Supplied text:
* * * * * * * * *

According to the Wikipedia, Mr. Abbott now lives in San Antonio, Texas, home of the Alamo, and runs a printing press called Presto Printing. Perhaps this is a tribute to Preston Manning.

Rule of law rears its head; judge punts Kamikaze Campaign injunction bid

Good try, but late yesterday, a Calgary judge punted the bid by six applicants to halt the investigation into in Jeff Callaway’s 2017 UCP leadership campaign by the Office of the Election Commissioner.

The applicants, who all played roles in Mr. Callaway’s campaign, had sought the injunction on the grounds the investigation into their past election activities interfered with their fundamental right to take part in the current provincial election campaign.

Court of Queen’s Bench Justice Anne Kirker ruled it is in the public interest that the investigation continue.

It’s that rule of law thing again.

Join the Conversation

7 Comments

  1. Mr. Kenney got exactly the candidates he wanted. However, he probably hoped that some of their past comments wouldn’t come to light at such a politically inopportune time. Mr. Jesperson got it right as Wilberforce leanings were not regarded as a liability in their vetting process, but an asset by Kenney and the UCP. This is exactly why we are at this point now.

    I never found the UCP protestations that they did not want to focus on social issues and just on the economy very convincing. They are chock full of social conservative activist candidates, past and present starting right at the very top. This protestation did reassure some moderate conservatives for a while, or at least it did until it became evident that like the grassroots guarantee and no kamikaze collusion it was just another politically convenient fairy tale told by Kenney to hold together an unweildly coalition.

    I think this is not Lake of Fire II, at least not quite yet. However, there are no shortage of UCP troubles right now and I think it will be the combination of all of them that ultimately does serious political damage to them.

  2. The rules are different now that the nomination deadline has passed, and the UPC cannot simply replace Smith with a (hopefully) more savory candidate. If the UPC were to expel Mark Smith, it would define a standard that warrants expulsion, which, of course, they would be expected to maintain for the rest of the campaign.

    Is the reason Jason Kenney isn’t expelling Mark Smith is because he is afraid of how many other candidates he would have to expel?

  3. David, you raise a very valid point with regards to Mark Smith as education minister, and I would seriously hope this issue will put an end to such talk. Smith was, I believe also the UPC education critic before the writ was dropped.

* * * * * * * * *

Entries shown:
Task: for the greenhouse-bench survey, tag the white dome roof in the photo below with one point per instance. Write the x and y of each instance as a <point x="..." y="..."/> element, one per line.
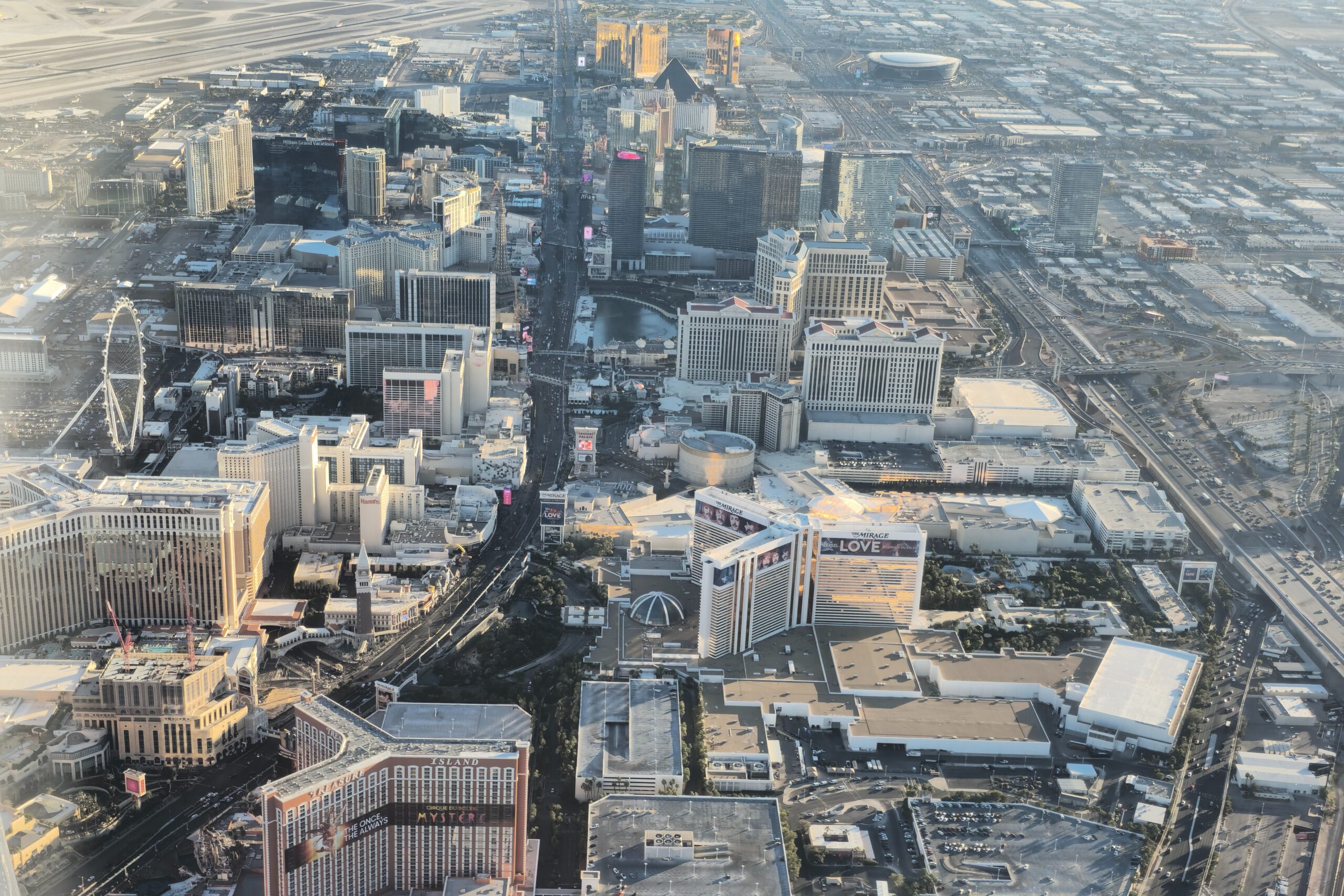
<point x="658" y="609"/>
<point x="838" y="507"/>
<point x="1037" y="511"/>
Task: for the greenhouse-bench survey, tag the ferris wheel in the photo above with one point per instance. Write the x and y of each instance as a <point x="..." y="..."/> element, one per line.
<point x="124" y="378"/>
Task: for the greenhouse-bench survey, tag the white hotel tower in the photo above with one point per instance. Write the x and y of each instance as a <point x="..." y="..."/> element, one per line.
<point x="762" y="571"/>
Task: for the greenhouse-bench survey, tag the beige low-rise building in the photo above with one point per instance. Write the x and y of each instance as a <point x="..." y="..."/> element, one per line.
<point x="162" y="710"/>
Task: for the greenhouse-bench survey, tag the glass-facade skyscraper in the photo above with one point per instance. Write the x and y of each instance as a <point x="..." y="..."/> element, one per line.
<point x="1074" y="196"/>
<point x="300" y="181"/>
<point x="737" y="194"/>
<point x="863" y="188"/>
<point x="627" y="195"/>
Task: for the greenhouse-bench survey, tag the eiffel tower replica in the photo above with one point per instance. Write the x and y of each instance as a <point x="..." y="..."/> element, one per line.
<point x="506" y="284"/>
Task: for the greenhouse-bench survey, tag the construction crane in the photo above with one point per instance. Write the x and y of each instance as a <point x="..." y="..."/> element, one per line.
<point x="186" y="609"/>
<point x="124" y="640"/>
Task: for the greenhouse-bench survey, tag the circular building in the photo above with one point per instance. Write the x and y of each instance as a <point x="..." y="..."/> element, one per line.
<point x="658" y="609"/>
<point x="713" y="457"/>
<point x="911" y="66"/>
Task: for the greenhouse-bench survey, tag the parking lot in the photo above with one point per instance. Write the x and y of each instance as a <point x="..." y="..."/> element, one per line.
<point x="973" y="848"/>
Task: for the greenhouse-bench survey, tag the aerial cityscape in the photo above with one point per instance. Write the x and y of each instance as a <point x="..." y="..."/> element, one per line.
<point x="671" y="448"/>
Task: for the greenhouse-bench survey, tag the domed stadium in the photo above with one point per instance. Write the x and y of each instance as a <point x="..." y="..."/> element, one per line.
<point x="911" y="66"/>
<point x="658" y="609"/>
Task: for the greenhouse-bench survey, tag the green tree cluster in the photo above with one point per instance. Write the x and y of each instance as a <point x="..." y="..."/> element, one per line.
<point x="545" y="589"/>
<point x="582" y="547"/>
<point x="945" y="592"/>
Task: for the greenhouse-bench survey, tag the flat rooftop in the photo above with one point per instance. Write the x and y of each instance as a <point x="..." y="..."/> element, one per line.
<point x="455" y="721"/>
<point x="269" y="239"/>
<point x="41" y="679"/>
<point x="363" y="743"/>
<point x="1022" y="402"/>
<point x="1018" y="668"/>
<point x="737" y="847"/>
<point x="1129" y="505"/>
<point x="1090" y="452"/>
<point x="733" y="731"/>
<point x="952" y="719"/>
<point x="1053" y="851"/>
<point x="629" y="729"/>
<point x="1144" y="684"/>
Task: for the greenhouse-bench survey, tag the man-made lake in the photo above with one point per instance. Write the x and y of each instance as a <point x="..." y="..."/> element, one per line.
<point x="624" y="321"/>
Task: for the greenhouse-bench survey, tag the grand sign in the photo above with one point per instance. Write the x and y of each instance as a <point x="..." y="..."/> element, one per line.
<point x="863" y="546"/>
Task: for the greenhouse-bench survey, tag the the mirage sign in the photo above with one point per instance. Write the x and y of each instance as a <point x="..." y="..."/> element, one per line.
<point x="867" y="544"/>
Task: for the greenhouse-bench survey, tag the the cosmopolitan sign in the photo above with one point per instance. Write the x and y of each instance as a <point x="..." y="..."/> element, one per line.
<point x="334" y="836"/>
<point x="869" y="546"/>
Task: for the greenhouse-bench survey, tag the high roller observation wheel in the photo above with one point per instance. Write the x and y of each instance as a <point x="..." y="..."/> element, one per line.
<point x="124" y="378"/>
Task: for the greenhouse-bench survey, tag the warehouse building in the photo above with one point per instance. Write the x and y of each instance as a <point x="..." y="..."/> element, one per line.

* * * * * * * * *

How to complete this task:
Extend the blog post on the Callaway campaign investigation and its reader comments, picking up after its final sentence.

Answer to the problem:
    A premier Kenney could have a hard time assembling a cabinet free of odious members.

  4. Rachel Notley needs to put a dagger straight in the heart of UCP intolerance and bigotry tonight. That shouldn’t be too difficult — given the overwhelming evidence and the abundance of parochial players in the UCP who have become Alberta’s newest national embarrassment.

  5. I’ve never witnessed a more toxic political environment. My wife and I are seriously considering leaving the province that we and the generation before us helped build. I’m at a loss to explain this. Sadness is much too gentle a term to describe how we feel!

  6. The real bozo eruption was Kenney’s response or lack thereof particularly his interview with Adler. It wasn’t his unwillingness to dump the candidate it was his lack of remorse for his San Francisco activities that was most telling in this interview. It’s a good interview in the sense that it shows his true character and wasn’t a partisan attack ad. I think a lot of middle of the road conservatives will start looking elsewhere this election.

    1. I agree, Jim. I wonder how many UPC candidates are hearing ‘Kenney skepticism’ from middle of the road conservatives when they are out door knocking. At this point I do believe Jason Kenney is the weakest link in the formation of a big tent conservative party.

      For a while I wondered if, fresh from hearing Kenney skepticism on doorsteps, we might see a caucus revolt once the UCP is safely elected, like we did with Alison Redford. I no longer think that, however; there seems to be so many extremist candidates I don’t think a revolt would take hold. Anti-abortion groups have bragged about how pro-life this caucus will be.